* [Material to process]
• • • • •

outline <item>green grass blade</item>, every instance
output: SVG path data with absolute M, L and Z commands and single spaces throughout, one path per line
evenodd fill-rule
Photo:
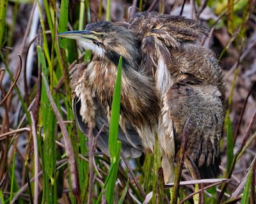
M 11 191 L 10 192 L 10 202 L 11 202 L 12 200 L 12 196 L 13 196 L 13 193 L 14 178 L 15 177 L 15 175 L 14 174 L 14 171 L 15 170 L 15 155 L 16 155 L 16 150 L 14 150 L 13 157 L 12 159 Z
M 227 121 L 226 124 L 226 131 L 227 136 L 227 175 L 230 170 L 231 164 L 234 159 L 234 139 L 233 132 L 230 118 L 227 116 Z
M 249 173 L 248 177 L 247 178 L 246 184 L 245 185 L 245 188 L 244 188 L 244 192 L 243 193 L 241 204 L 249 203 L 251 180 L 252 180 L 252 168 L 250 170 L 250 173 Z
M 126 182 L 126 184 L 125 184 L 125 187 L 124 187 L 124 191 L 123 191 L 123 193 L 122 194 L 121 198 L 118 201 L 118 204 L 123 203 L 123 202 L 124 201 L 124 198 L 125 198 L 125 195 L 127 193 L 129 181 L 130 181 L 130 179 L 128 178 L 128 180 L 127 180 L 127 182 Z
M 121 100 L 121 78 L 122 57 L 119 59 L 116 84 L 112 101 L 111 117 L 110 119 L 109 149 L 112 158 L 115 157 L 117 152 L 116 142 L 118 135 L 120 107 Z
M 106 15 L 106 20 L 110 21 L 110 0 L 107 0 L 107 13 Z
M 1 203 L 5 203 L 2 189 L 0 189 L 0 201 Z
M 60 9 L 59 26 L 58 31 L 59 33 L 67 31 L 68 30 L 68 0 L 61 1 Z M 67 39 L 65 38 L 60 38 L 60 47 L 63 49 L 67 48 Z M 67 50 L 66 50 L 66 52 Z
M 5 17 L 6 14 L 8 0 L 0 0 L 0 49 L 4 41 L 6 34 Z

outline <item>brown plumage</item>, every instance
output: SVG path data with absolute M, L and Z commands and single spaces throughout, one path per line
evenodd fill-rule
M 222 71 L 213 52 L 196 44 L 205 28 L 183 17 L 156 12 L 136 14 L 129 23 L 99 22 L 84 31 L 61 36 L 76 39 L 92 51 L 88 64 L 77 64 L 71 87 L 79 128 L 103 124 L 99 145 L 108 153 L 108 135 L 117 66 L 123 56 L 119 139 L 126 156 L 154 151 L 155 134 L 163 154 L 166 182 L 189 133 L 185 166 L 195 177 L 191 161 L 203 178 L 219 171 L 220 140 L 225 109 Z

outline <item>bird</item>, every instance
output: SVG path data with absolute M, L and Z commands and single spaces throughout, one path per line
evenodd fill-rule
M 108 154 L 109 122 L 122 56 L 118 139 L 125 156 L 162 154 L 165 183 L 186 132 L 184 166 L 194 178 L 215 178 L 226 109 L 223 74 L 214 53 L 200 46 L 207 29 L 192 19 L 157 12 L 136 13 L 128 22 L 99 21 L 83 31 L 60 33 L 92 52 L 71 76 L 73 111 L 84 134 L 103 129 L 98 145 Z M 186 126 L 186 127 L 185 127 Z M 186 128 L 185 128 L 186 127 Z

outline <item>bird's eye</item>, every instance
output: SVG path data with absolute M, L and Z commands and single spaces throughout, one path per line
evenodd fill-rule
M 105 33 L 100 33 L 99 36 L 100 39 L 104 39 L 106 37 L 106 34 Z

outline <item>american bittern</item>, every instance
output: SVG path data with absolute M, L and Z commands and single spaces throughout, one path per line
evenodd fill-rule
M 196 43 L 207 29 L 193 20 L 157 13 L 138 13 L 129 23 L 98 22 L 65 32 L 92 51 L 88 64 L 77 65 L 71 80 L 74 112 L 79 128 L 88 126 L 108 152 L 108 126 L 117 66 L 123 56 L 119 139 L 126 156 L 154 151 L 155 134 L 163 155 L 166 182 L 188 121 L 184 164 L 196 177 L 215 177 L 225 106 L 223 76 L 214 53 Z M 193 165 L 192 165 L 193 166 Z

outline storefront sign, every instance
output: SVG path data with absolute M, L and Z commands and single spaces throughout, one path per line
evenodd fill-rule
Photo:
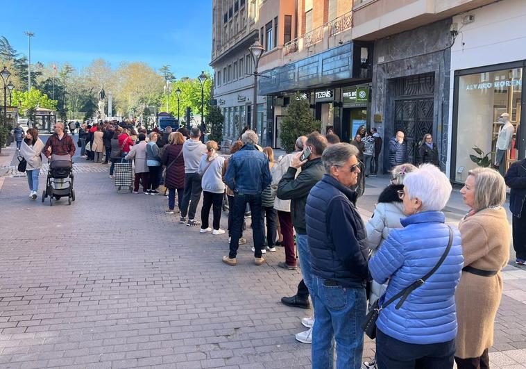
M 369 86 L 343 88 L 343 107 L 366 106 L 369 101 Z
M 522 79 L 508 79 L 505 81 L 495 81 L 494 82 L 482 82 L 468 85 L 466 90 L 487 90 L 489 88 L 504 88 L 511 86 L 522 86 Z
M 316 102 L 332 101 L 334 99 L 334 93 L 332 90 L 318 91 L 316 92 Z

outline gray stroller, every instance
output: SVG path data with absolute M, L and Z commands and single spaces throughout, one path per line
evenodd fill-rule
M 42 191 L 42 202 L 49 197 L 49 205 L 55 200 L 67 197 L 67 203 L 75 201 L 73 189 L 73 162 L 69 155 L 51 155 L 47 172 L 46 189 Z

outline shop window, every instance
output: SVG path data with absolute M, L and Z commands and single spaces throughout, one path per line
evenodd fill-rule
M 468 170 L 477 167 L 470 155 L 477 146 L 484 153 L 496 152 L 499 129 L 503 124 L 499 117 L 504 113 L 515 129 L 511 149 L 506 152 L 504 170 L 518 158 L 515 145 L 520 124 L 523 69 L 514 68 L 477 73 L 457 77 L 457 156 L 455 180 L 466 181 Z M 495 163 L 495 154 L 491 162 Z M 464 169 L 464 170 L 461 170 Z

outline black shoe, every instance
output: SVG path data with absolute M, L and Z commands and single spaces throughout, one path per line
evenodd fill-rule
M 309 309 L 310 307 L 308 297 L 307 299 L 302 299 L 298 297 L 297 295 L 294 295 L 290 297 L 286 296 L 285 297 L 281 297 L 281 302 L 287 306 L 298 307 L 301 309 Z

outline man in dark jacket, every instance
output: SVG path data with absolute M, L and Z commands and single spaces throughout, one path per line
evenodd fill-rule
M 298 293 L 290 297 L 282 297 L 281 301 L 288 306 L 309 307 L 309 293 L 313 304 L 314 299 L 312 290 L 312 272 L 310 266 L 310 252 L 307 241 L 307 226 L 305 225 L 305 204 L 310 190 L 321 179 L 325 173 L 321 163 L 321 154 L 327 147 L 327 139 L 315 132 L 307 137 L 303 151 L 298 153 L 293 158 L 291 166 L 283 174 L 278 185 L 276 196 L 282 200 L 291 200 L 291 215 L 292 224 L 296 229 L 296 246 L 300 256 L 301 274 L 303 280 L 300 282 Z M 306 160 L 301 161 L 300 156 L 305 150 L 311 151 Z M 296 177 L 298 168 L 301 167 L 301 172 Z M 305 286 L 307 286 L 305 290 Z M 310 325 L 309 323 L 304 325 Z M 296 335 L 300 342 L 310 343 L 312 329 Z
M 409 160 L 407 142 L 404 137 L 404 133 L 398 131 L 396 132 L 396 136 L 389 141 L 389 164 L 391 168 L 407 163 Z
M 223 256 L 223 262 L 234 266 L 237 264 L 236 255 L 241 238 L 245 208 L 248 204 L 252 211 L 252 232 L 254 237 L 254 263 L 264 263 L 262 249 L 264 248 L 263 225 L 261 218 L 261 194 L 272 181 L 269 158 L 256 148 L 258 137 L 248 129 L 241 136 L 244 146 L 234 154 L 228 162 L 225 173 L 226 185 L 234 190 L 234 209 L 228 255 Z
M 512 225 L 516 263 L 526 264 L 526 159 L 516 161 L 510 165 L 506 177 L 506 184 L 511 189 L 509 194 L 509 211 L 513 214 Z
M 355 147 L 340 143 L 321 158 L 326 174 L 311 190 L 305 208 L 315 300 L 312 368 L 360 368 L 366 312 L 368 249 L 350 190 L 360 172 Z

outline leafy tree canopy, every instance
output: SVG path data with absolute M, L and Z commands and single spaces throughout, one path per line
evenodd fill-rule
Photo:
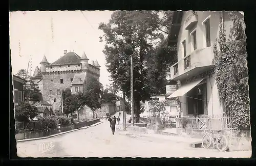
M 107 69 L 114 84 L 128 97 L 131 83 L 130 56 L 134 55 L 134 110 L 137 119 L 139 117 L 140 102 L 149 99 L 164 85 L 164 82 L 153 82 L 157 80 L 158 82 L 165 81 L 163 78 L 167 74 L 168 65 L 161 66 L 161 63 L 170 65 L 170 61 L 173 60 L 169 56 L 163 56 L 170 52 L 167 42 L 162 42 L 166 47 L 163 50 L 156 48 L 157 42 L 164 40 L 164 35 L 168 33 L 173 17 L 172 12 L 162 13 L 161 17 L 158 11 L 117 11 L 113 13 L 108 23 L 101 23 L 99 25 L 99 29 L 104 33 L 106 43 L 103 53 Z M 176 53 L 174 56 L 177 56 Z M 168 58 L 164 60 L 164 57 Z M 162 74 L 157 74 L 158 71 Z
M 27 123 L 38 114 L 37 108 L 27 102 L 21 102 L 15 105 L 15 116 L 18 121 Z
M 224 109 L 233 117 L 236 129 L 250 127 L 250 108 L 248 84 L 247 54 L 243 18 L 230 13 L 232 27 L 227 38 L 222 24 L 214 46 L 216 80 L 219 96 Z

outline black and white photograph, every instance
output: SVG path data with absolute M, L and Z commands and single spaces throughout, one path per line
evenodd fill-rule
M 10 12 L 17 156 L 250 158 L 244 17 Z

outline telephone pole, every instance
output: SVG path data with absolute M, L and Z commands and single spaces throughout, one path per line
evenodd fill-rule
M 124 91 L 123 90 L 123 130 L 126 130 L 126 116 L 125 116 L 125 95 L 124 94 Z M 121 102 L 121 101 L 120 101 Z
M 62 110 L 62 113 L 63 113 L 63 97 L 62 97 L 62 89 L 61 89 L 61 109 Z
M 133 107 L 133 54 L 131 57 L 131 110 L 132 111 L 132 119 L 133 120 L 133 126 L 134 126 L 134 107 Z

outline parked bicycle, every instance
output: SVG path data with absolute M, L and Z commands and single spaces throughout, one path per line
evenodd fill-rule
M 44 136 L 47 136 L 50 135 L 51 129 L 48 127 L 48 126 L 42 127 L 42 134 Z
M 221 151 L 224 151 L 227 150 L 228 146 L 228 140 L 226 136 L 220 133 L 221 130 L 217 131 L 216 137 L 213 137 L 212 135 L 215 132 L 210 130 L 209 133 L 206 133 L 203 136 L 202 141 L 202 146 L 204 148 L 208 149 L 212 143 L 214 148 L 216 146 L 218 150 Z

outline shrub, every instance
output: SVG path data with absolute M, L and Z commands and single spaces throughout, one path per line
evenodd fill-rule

• • • • •

* [To do] Could you reproduce, word for word, the part of the material that opens with the line containing "outline <item>brown plumage</item>, every" and closes with the line containing "M 222 71 L 213", including both of those lines?

* [Complete answer]
outline <item>brown plumage</item>, every instance
output: SVG path data with absolute M, L and Z commands and single spaces throughout, one path per line
evenodd fill-rule
M 222 71 L 213 52 L 196 44 L 205 28 L 183 17 L 156 12 L 136 14 L 129 23 L 99 22 L 84 31 L 61 36 L 76 39 L 92 51 L 88 64 L 77 64 L 71 87 L 79 128 L 103 124 L 99 145 L 108 153 L 108 135 L 117 66 L 123 56 L 119 139 L 126 156 L 154 151 L 155 134 L 163 154 L 166 182 L 189 133 L 185 166 L 195 177 L 191 161 L 203 178 L 219 171 L 220 140 L 225 109 Z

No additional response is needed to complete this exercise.